## WHAT IS ASKED
Set down the line that contains "In the photograph above, where can the dark" and every line after it to the end of the entries, exactly as they stand and nothing more.

-- BEGIN DATASET --

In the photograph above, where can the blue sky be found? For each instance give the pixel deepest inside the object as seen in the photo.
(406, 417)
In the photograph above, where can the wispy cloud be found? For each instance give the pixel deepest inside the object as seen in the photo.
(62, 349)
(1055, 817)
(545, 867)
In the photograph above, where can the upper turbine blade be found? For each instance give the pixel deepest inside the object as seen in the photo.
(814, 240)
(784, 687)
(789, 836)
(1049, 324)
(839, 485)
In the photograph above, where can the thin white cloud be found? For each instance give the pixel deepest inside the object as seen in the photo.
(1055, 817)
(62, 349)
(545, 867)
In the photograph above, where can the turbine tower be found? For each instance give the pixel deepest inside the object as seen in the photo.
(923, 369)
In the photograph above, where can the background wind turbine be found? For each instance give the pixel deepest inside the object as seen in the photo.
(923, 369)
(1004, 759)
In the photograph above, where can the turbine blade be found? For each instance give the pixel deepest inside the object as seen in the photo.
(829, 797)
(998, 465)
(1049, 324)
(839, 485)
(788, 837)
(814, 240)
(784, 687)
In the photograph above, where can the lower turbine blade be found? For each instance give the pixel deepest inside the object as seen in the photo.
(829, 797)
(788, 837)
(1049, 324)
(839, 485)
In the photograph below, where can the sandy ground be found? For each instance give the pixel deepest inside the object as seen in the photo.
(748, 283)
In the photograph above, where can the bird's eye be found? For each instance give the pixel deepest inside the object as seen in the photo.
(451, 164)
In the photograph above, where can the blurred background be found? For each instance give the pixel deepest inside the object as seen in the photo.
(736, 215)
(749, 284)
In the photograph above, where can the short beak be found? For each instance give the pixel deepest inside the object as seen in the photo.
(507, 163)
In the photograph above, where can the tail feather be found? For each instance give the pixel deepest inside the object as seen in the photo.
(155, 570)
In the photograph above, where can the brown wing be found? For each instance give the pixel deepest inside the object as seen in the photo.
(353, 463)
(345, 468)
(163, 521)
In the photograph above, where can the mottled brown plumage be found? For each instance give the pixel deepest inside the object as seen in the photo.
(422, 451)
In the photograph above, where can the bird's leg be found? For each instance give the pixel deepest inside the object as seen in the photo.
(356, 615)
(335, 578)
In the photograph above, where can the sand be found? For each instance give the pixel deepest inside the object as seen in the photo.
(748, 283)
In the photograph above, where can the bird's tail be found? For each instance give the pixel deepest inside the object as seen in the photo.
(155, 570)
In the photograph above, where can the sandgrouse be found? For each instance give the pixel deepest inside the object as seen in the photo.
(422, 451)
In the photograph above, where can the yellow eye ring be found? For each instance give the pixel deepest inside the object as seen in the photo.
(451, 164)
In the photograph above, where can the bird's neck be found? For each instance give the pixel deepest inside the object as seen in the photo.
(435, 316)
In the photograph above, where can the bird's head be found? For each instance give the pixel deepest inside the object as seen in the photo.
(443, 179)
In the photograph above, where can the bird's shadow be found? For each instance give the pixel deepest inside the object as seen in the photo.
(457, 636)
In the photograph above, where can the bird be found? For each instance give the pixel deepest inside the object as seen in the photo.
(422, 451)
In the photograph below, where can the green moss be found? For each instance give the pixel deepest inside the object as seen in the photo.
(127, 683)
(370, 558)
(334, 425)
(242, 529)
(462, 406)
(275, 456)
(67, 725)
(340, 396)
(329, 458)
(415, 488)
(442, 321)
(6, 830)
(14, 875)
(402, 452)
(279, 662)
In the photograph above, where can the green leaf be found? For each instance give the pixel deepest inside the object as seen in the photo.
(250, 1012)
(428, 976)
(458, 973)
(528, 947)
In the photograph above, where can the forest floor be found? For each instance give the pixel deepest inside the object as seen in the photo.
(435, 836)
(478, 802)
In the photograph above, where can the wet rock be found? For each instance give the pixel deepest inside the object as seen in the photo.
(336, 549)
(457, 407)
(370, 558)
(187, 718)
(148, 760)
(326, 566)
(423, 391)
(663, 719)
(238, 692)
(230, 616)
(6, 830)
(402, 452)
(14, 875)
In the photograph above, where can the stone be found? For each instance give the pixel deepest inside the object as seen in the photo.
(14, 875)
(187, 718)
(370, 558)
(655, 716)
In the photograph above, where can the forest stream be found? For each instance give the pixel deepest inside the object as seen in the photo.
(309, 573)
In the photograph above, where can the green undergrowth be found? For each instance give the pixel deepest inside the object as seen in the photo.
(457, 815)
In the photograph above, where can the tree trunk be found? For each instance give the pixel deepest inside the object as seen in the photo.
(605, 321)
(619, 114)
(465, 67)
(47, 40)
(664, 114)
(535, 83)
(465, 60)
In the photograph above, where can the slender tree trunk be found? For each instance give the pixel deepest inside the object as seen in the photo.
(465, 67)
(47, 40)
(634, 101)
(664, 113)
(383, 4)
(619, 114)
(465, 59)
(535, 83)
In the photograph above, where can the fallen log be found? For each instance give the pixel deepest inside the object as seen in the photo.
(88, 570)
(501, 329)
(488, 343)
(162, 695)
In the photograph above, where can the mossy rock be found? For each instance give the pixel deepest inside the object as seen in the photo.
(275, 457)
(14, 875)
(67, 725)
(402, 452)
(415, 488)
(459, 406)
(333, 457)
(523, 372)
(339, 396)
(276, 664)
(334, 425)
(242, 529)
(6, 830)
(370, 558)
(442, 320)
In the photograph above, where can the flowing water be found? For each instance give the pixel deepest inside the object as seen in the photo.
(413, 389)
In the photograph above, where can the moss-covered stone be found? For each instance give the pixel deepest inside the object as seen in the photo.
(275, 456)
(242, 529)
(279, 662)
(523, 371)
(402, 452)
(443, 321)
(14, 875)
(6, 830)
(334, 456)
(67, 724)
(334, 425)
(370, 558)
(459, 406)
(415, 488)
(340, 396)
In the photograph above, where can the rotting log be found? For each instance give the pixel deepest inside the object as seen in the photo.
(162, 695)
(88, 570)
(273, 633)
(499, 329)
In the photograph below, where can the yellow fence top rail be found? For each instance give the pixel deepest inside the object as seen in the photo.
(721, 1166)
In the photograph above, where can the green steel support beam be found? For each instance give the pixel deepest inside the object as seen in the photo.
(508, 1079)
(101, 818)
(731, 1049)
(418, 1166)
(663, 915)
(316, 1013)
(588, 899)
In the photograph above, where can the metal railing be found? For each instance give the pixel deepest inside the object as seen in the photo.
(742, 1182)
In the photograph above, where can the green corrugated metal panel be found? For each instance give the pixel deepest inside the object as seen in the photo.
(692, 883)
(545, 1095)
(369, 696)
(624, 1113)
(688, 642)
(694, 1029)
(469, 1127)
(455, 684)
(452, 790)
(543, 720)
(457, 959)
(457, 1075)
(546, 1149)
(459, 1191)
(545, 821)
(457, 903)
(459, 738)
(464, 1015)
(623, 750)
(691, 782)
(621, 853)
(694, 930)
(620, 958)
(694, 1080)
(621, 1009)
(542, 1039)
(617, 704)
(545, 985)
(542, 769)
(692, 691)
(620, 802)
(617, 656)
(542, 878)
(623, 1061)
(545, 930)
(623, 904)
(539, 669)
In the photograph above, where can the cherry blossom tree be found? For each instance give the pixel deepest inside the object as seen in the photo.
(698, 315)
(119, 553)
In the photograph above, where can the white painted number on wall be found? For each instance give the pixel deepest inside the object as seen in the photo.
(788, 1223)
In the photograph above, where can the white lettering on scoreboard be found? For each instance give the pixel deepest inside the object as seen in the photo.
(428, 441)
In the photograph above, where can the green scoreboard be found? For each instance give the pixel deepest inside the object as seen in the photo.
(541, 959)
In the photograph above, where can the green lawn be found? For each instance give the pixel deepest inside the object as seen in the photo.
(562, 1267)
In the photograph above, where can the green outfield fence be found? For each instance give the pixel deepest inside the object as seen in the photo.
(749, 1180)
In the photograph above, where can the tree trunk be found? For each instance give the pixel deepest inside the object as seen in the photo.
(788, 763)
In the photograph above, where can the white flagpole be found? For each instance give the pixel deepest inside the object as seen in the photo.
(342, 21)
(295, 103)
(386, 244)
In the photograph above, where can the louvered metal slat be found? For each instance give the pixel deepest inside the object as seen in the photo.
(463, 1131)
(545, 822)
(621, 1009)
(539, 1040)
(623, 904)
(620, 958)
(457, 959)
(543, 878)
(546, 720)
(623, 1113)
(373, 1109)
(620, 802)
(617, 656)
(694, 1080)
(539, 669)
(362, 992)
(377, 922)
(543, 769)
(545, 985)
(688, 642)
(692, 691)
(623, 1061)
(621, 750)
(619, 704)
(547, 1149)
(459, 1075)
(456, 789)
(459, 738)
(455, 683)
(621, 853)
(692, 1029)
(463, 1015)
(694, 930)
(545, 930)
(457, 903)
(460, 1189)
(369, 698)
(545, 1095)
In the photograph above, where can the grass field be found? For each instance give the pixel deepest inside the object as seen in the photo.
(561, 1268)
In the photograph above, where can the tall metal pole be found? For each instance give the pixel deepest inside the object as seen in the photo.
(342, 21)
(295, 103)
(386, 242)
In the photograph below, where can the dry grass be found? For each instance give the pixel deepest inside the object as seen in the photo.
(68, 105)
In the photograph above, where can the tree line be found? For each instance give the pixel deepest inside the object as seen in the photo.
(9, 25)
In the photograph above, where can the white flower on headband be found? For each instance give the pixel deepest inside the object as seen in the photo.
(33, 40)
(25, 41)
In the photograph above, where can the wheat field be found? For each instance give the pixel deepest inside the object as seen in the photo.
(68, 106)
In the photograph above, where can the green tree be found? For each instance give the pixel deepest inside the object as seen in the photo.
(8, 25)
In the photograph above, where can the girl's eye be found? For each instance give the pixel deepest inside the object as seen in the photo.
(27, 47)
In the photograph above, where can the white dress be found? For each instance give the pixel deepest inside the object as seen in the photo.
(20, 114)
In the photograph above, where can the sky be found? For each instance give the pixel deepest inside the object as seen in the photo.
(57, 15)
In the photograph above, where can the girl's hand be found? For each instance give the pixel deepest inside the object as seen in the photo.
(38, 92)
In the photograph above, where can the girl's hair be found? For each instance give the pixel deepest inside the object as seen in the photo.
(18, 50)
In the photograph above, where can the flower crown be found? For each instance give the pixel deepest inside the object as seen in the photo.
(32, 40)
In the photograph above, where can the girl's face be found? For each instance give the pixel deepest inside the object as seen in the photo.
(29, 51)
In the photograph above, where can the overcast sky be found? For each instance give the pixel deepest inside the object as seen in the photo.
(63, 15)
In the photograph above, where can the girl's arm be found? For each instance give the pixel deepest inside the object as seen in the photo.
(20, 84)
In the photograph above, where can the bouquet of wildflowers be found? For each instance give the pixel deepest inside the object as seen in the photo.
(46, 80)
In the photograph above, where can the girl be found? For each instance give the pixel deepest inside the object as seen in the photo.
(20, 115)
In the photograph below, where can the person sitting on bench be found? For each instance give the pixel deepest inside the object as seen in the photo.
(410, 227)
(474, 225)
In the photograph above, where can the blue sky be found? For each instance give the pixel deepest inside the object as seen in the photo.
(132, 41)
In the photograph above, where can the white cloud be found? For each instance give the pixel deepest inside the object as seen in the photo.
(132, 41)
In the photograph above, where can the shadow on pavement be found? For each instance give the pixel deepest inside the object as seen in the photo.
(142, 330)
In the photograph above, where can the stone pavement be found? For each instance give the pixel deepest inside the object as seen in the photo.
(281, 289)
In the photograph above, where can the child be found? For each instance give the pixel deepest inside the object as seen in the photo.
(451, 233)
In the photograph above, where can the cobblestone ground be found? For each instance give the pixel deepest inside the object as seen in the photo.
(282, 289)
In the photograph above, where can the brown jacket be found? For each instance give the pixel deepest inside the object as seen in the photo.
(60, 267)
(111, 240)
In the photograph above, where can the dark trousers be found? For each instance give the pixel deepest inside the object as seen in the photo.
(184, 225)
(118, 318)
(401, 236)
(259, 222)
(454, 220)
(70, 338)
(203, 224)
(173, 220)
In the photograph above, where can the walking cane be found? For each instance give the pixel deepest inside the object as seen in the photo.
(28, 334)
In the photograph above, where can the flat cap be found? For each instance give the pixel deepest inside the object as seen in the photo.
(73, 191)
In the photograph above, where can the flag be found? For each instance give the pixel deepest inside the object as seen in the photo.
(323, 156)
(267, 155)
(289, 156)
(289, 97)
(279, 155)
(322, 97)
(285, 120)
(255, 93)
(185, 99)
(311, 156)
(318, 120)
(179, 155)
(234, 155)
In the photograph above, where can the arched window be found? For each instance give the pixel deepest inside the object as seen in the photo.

-- END DATASET --

## TASK SOLUTION
In the photograph above, where can the dark trousers be found? For each instance give the pixel deepest inside the object as seen in the photo.
(184, 225)
(118, 318)
(401, 236)
(259, 222)
(454, 220)
(70, 338)
(203, 224)
(173, 220)
In the photograph above, where can the walking cane be found? For each instance give the pixel deepest inside the object as seen in the photo.
(28, 334)
In the photograph above, where can the flat cap be found? For each instance give the pixel deepest inside the object as seen in the photo.
(73, 191)
In the photograph above, where can the flag be found? For each instance give the pixel deepest inside the object as seen in the photo.
(323, 156)
(267, 155)
(289, 156)
(289, 97)
(279, 155)
(322, 97)
(285, 120)
(255, 93)
(185, 99)
(311, 156)
(318, 120)
(179, 155)
(234, 155)
In the photograph above, where can the arched window be found? For each instance give the pixel deepest inside the object as seen in the photo.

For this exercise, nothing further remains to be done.